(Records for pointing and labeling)
***
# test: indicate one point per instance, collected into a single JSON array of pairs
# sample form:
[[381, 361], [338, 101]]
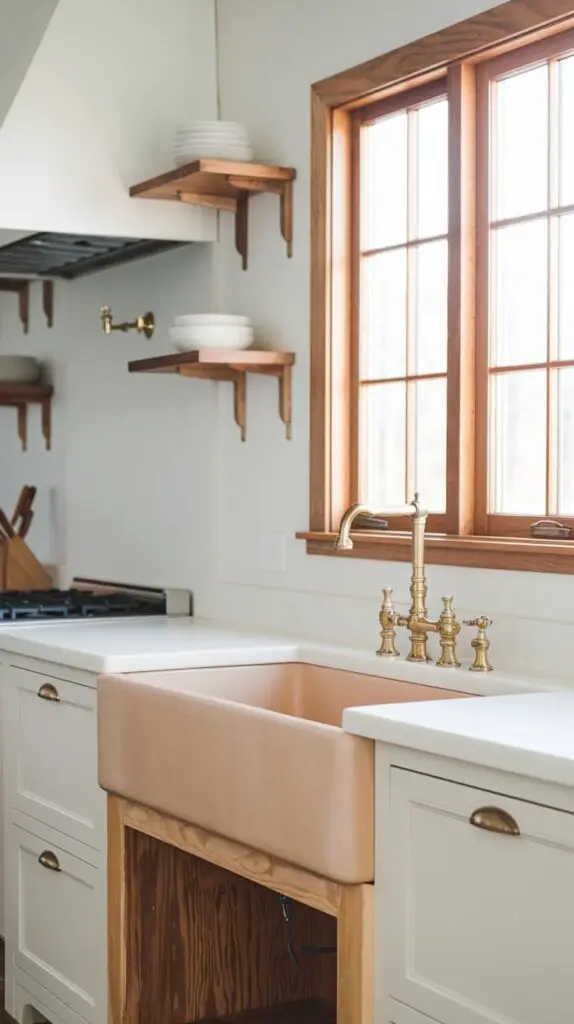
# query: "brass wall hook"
[[143, 325]]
***
- DIRECTION:
Render every line of the records above as a numbered list, omitting blank lines. Leave the pictures out of the answer.

- RESPONSE TO THE EXERCISE:
1. # test: indicate one point per instance, collected into a single JSON array of pairs
2. # sample form:
3. [[381, 361], [338, 101]]
4. # query: "brass wall hook"
5. [[143, 325]]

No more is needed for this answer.